▶ OBJECTIVE: Gather every line in the records below that contains the word "parked" and copy each of those lines in full.

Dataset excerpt

____________________

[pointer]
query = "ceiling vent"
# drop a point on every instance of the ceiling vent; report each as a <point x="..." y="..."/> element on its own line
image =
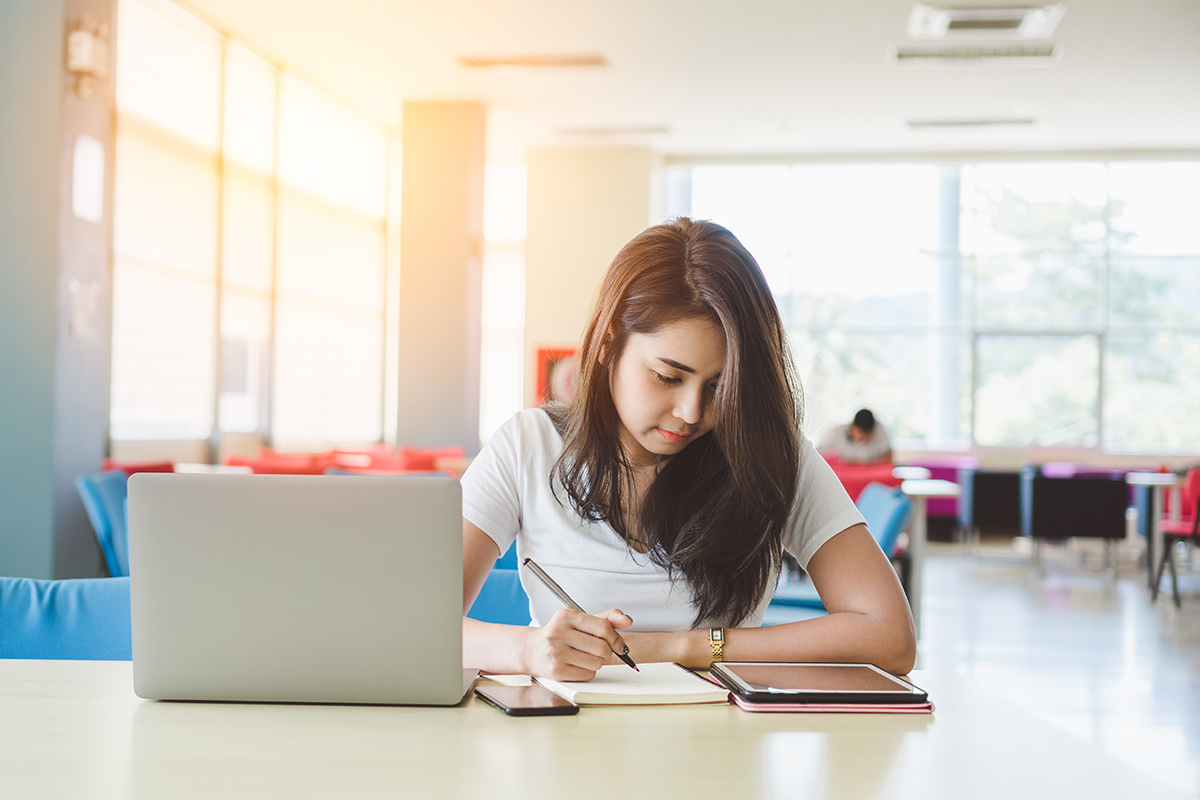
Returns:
<point x="1000" y="22"/>
<point x="1032" y="53"/>
<point x="534" y="60"/>
<point x="969" y="122"/>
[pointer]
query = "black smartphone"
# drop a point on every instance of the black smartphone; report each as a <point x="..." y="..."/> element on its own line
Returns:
<point x="531" y="701"/>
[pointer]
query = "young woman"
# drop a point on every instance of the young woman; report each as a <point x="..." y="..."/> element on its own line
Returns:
<point x="669" y="488"/>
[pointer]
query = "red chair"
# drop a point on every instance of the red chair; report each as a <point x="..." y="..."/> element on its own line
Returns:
<point x="426" y="458"/>
<point x="1175" y="531"/>
<point x="129" y="468"/>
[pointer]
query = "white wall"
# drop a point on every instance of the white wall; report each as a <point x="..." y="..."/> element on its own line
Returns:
<point x="583" y="205"/>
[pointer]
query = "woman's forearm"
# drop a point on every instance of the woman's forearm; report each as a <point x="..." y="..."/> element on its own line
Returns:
<point x="497" y="649"/>
<point x="844" y="636"/>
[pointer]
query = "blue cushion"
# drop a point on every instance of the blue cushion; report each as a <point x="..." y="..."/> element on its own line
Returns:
<point x="83" y="619"/>
<point x="103" y="497"/>
<point x="887" y="510"/>
<point x="502" y="600"/>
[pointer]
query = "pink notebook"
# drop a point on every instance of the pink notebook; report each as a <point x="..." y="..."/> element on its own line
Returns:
<point x="819" y="687"/>
<point x="834" y="708"/>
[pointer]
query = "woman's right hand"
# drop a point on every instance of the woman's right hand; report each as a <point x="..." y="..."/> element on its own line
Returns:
<point x="573" y="645"/>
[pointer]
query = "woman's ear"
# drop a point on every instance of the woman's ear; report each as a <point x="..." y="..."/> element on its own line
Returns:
<point x="603" y="350"/>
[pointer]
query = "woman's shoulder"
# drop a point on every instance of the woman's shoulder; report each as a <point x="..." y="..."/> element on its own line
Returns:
<point x="531" y="427"/>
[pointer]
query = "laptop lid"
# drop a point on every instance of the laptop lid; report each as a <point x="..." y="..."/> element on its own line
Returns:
<point x="297" y="588"/>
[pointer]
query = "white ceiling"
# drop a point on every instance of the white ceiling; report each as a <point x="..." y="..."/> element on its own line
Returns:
<point x="741" y="77"/>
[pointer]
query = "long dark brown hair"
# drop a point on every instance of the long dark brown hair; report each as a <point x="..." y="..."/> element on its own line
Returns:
<point x="715" y="511"/>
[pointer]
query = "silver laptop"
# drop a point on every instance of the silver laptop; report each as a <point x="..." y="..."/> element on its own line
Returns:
<point x="297" y="588"/>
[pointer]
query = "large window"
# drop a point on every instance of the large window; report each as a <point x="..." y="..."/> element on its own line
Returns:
<point x="997" y="304"/>
<point x="250" y="245"/>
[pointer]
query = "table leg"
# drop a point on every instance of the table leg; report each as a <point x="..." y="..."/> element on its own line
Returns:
<point x="917" y="534"/>
<point x="1155" y="534"/>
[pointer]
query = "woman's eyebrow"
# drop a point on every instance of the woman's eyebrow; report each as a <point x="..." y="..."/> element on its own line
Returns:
<point x="682" y="367"/>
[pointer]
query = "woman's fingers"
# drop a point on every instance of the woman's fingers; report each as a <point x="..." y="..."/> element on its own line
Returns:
<point x="574" y="645"/>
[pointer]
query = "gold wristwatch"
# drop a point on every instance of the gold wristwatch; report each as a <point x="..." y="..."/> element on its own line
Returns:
<point x="717" y="638"/>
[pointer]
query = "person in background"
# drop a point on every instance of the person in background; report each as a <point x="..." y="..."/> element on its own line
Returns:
<point x="664" y="495"/>
<point x="864" y="440"/>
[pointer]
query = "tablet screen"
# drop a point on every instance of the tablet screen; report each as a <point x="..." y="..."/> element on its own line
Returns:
<point x="816" y="679"/>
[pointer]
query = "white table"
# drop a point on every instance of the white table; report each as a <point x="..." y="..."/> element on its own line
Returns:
<point x="76" y="729"/>
<point x="1158" y="482"/>
<point x="921" y="489"/>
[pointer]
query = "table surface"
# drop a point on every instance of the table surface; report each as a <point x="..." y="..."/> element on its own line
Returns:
<point x="1153" y="479"/>
<point x="930" y="488"/>
<point x="76" y="729"/>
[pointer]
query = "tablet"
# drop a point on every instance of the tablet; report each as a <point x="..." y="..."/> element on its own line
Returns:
<point x="814" y="683"/>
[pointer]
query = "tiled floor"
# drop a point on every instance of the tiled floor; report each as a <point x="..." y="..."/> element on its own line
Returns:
<point x="1077" y="644"/>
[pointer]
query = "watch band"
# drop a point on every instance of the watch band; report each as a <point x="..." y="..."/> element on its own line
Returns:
<point x="717" y="639"/>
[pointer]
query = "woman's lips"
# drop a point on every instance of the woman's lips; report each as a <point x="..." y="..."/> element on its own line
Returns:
<point x="672" y="437"/>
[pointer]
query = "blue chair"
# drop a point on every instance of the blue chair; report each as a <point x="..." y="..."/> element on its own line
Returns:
<point x="83" y="619"/>
<point x="103" y="497"/>
<point x="502" y="600"/>
<point x="887" y="511"/>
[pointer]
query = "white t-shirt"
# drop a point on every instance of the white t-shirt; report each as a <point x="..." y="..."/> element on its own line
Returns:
<point x="507" y="493"/>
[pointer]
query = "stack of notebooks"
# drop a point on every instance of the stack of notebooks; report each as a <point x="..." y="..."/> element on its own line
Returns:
<point x="754" y="686"/>
<point x="657" y="684"/>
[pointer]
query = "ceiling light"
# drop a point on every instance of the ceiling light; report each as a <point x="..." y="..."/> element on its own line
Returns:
<point x="534" y="60"/>
<point x="970" y="122"/>
<point x="1001" y="22"/>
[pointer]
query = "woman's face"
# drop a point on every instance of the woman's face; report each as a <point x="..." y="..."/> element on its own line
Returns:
<point x="663" y="388"/>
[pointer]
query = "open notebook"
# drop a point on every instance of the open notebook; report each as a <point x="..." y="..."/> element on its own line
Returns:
<point x="657" y="684"/>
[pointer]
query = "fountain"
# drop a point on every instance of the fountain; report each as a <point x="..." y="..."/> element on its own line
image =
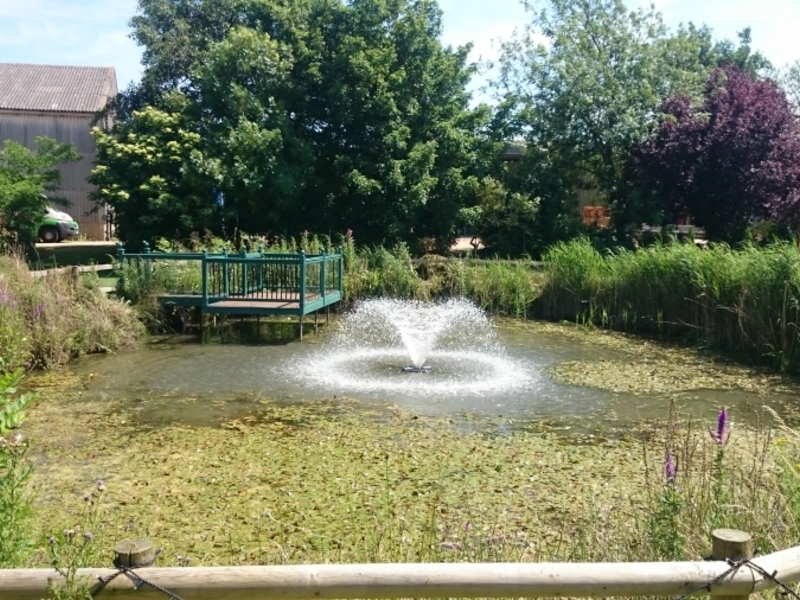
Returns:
<point x="382" y="341"/>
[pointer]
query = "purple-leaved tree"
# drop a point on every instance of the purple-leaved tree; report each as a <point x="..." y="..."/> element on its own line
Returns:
<point x="732" y="159"/>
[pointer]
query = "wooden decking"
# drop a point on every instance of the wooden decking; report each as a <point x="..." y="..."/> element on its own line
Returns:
<point x="255" y="283"/>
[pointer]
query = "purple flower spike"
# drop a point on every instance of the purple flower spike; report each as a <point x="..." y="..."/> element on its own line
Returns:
<point x="722" y="427"/>
<point x="670" y="470"/>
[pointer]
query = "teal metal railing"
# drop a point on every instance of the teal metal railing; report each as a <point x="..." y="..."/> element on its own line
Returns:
<point x="205" y="278"/>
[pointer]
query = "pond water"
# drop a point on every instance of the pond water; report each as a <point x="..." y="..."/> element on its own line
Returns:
<point x="503" y="371"/>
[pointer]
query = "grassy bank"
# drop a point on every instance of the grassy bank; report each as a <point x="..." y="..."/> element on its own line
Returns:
<point x="46" y="321"/>
<point x="741" y="301"/>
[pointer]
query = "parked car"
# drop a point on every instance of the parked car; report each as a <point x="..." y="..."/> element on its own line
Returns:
<point x="55" y="226"/>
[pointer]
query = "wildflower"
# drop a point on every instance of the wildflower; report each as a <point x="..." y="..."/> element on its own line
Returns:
<point x="670" y="470"/>
<point x="720" y="436"/>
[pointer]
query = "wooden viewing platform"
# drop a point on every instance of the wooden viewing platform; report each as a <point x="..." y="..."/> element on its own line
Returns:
<point x="245" y="283"/>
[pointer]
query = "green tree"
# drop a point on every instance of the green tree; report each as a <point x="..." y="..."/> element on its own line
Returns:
<point x="316" y="115"/>
<point x="28" y="181"/>
<point x="790" y="81"/>
<point x="152" y="171"/>
<point x="583" y="83"/>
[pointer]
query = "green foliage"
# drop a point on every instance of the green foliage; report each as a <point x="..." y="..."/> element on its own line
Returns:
<point x="744" y="301"/>
<point x="790" y="81"/>
<point x="150" y="169"/>
<point x="15" y="470"/>
<point x="500" y="287"/>
<point x="27" y="182"/>
<point x="45" y="322"/>
<point x="592" y="91"/>
<point x="315" y="115"/>
<point x="77" y="547"/>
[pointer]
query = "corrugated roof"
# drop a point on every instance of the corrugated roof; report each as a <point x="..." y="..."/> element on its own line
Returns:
<point x="55" y="88"/>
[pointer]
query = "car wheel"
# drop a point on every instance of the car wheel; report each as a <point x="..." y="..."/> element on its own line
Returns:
<point x="49" y="235"/>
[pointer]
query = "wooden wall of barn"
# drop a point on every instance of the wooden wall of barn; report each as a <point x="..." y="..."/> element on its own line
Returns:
<point x="73" y="128"/>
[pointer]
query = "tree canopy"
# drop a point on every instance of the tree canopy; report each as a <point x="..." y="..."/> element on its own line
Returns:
<point x="583" y="85"/>
<point x="731" y="159"/>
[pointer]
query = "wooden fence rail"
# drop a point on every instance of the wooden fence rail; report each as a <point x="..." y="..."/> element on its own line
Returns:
<point x="409" y="580"/>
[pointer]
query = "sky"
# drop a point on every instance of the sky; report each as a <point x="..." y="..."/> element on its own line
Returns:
<point x="95" y="32"/>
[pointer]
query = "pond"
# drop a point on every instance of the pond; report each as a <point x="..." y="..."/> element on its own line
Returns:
<point x="479" y="367"/>
<point x="524" y="441"/>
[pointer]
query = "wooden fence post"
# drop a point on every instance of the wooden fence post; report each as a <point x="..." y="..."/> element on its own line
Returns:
<point x="731" y="544"/>
<point x="138" y="553"/>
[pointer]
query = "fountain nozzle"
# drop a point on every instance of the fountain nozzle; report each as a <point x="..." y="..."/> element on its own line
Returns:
<point x="413" y="369"/>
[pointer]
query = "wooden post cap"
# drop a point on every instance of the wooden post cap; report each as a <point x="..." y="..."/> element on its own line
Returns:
<point x="134" y="553"/>
<point x="731" y="543"/>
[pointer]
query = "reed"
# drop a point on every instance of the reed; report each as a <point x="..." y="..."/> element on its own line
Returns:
<point x="498" y="286"/>
<point x="44" y="322"/>
<point x="741" y="300"/>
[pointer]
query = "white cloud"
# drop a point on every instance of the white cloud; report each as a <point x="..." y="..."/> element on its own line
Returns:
<point x="75" y="32"/>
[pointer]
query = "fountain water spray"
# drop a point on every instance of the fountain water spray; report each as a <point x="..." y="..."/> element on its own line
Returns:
<point x="383" y="340"/>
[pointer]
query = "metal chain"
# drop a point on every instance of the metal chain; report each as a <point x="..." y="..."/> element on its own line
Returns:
<point x="735" y="564"/>
<point x="131" y="571"/>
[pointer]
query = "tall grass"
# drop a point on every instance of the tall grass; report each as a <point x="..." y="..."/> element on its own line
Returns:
<point x="48" y="320"/>
<point x="743" y="300"/>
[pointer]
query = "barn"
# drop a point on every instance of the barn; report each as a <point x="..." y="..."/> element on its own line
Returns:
<point x="60" y="102"/>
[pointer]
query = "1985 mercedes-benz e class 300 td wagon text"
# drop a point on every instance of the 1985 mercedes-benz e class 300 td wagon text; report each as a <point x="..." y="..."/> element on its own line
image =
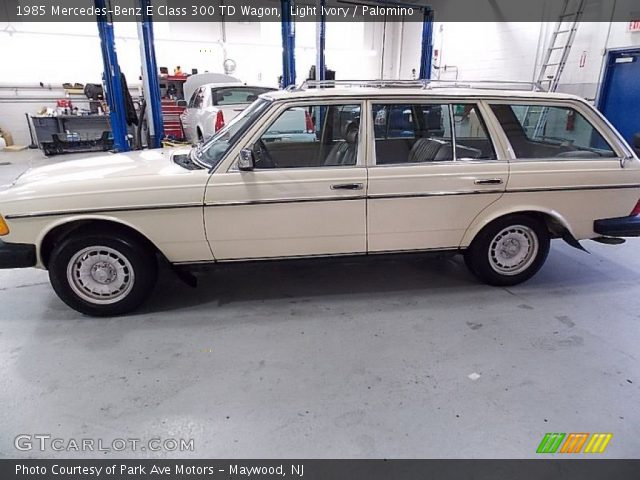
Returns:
<point x="491" y="173"/>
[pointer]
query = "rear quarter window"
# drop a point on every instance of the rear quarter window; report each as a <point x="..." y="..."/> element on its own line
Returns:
<point x="550" y="131"/>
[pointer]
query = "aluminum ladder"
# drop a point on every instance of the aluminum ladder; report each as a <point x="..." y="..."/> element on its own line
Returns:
<point x="560" y="44"/>
<point x="555" y="59"/>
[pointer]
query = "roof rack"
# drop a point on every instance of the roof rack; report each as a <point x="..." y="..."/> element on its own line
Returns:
<point x="424" y="84"/>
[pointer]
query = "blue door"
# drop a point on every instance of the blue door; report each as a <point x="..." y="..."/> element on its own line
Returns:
<point x="620" y="93"/>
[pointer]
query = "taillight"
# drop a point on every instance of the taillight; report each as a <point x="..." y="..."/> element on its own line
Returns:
<point x="219" y="120"/>
<point x="309" y="123"/>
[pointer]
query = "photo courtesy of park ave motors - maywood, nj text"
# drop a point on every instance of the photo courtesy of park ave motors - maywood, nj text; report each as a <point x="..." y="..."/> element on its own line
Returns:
<point x="320" y="239"/>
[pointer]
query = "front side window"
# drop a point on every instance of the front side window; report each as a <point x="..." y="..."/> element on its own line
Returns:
<point x="540" y="131"/>
<point x="311" y="136"/>
<point x="412" y="133"/>
<point x="213" y="150"/>
<point x="236" y="95"/>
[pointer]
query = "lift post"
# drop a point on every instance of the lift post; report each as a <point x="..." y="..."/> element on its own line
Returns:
<point x="426" y="54"/>
<point x="112" y="79"/>
<point x="150" y="77"/>
<point x="288" y="45"/>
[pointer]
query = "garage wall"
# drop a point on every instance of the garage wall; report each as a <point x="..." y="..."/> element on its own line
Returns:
<point x="514" y="51"/>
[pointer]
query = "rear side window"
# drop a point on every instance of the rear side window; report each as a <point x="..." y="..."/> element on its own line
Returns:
<point x="412" y="133"/>
<point x="311" y="136"/>
<point x="472" y="139"/>
<point x="421" y="133"/>
<point x="539" y="131"/>
<point x="236" y="95"/>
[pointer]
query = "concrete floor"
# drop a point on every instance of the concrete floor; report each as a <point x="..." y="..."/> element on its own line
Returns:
<point x="329" y="360"/>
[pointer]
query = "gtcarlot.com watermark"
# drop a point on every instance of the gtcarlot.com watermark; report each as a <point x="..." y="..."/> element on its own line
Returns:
<point x="28" y="442"/>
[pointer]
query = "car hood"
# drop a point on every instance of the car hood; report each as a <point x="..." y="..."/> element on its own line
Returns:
<point x="131" y="164"/>
<point x="143" y="178"/>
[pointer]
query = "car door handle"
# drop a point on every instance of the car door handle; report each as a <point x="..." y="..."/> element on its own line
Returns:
<point x="347" y="186"/>
<point x="488" y="181"/>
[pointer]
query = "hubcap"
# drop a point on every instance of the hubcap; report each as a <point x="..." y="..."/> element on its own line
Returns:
<point x="100" y="275"/>
<point x="513" y="250"/>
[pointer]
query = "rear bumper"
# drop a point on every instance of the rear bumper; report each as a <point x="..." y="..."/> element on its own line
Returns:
<point x="618" y="227"/>
<point x="17" y="255"/>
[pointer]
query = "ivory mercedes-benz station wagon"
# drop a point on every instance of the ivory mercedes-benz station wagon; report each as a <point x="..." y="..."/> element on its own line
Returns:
<point x="491" y="173"/>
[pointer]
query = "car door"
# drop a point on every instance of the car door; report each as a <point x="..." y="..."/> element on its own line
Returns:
<point x="566" y="161"/>
<point x="306" y="196"/>
<point x="434" y="169"/>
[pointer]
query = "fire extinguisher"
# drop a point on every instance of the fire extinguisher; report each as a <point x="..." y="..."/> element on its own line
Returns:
<point x="571" y="121"/>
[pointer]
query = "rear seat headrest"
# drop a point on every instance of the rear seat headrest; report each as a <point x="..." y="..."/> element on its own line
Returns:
<point x="350" y="131"/>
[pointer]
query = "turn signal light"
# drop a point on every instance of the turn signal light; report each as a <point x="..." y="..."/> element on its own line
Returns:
<point x="4" y="228"/>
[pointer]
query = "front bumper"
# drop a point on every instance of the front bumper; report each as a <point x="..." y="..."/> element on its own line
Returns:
<point x="618" y="227"/>
<point x="17" y="255"/>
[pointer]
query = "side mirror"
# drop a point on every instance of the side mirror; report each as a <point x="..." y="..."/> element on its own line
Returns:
<point x="246" y="162"/>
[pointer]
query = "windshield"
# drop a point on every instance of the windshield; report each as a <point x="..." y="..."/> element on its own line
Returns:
<point x="211" y="152"/>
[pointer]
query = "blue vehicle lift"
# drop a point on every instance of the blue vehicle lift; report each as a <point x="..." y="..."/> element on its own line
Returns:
<point x="426" y="55"/>
<point x="112" y="80"/>
<point x="150" y="77"/>
<point x="288" y="45"/>
<point x="321" y="42"/>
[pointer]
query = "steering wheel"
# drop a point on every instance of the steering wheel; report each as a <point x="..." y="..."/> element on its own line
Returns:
<point x="264" y="159"/>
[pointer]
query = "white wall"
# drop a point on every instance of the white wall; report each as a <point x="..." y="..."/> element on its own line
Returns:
<point x="514" y="51"/>
<point x="54" y="53"/>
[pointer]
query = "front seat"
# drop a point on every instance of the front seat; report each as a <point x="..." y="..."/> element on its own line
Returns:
<point x="345" y="152"/>
<point x="429" y="150"/>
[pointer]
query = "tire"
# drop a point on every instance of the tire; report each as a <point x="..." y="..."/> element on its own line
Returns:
<point x="102" y="276"/>
<point x="508" y="251"/>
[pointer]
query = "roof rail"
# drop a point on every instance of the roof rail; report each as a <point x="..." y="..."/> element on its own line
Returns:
<point x="424" y="84"/>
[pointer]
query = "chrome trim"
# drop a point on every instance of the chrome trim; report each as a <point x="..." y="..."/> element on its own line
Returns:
<point x="305" y="200"/>
<point x="102" y="210"/>
<point x="433" y="194"/>
<point x="292" y="200"/>
<point x="568" y="189"/>
<point x="321" y="256"/>
<point x="488" y="181"/>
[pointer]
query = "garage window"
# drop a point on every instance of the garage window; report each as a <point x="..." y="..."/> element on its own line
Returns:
<point x="540" y="131"/>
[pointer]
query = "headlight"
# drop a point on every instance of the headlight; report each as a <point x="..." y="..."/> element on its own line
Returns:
<point x="4" y="228"/>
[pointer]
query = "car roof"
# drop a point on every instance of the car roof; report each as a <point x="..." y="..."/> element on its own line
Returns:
<point x="234" y="84"/>
<point x="373" y="92"/>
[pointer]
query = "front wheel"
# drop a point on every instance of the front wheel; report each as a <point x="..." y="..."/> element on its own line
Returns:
<point x="102" y="276"/>
<point x="509" y="250"/>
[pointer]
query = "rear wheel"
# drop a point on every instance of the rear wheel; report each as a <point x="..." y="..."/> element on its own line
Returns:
<point x="102" y="276"/>
<point x="509" y="250"/>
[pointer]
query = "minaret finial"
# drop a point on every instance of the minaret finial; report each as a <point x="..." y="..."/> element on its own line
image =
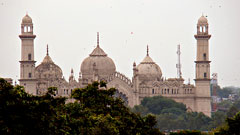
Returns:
<point x="147" y="51"/>
<point x="47" y="50"/>
<point x="97" y="39"/>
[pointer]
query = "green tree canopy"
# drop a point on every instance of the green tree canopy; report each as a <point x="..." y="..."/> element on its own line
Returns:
<point x="95" y="111"/>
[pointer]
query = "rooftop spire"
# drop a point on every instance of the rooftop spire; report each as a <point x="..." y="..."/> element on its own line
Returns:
<point x="147" y="51"/>
<point x="97" y="39"/>
<point x="47" y="50"/>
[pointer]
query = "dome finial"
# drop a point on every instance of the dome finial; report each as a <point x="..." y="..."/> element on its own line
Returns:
<point x="47" y="50"/>
<point x="97" y="39"/>
<point x="147" y="51"/>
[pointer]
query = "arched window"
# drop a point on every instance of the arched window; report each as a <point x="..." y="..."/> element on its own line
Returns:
<point x="29" y="56"/>
<point x="200" y="28"/>
<point x="204" y="56"/>
<point x="30" y="75"/>
<point x="205" y="75"/>
<point x="29" y="28"/>
<point x="25" y="29"/>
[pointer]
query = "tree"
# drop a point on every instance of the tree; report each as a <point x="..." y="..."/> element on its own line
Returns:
<point x="22" y="113"/>
<point x="231" y="127"/>
<point x="95" y="112"/>
<point x="97" y="107"/>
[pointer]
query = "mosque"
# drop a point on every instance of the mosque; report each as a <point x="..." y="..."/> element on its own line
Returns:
<point x="147" y="80"/>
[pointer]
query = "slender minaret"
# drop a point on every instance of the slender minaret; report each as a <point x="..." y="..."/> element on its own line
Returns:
<point x="27" y="63"/>
<point x="202" y="80"/>
<point x="179" y="72"/>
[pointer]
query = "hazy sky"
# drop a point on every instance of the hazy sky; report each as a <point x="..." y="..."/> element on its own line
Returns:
<point x="126" y="27"/>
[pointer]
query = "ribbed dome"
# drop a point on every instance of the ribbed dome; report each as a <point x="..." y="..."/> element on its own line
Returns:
<point x="97" y="62"/>
<point x="47" y="69"/>
<point x="202" y="20"/>
<point x="149" y="70"/>
<point x="27" y="19"/>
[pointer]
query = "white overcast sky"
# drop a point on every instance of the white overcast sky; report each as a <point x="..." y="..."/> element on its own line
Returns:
<point x="126" y="27"/>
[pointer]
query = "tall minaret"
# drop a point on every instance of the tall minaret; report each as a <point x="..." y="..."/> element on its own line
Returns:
<point x="202" y="80"/>
<point x="27" y="63"/>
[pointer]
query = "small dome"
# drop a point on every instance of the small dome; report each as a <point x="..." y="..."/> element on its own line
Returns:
<point x="47" y="69"/>
<point x="202" y="20"/>
<point x="27" y="19"/>
<point x="97" y="62"/>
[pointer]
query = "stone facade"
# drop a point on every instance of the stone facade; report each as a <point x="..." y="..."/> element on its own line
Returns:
<point x="147" y="80"/>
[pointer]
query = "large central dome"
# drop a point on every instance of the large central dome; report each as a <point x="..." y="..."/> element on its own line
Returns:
<point x="98" y="63"/>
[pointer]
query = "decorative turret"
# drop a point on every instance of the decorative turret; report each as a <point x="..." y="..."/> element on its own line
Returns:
<point x="27" y="63"/>
<point x="202" y="80"/>
<point x="148" y="70"/>
<point x="71" y="77"/>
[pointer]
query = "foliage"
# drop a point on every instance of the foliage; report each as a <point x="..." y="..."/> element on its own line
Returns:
<point x="187" y="132"/>
<point x="22" y="113"/>
<point x="231" y="127"/>
<point x="101" y="113"/>
<point x="95" y="111"/>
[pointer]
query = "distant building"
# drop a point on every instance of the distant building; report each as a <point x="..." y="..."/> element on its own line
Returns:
<point x="147" y="80"/>
<point x="9" y="80"/>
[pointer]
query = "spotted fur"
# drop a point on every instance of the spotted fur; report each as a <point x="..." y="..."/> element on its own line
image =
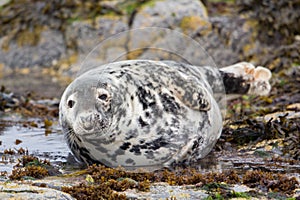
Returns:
<point x="142" y="113"/>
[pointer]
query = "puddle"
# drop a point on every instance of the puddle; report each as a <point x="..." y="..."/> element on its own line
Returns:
<point x="38" y="142"/>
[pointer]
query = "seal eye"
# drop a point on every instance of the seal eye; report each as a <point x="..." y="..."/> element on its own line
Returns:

____________________

▶ ANSWER TO THIS TASK:
query = "parked car"
# drop a point on every instance of the parked car; report each as a <point x="..." y="..."/> element on its own line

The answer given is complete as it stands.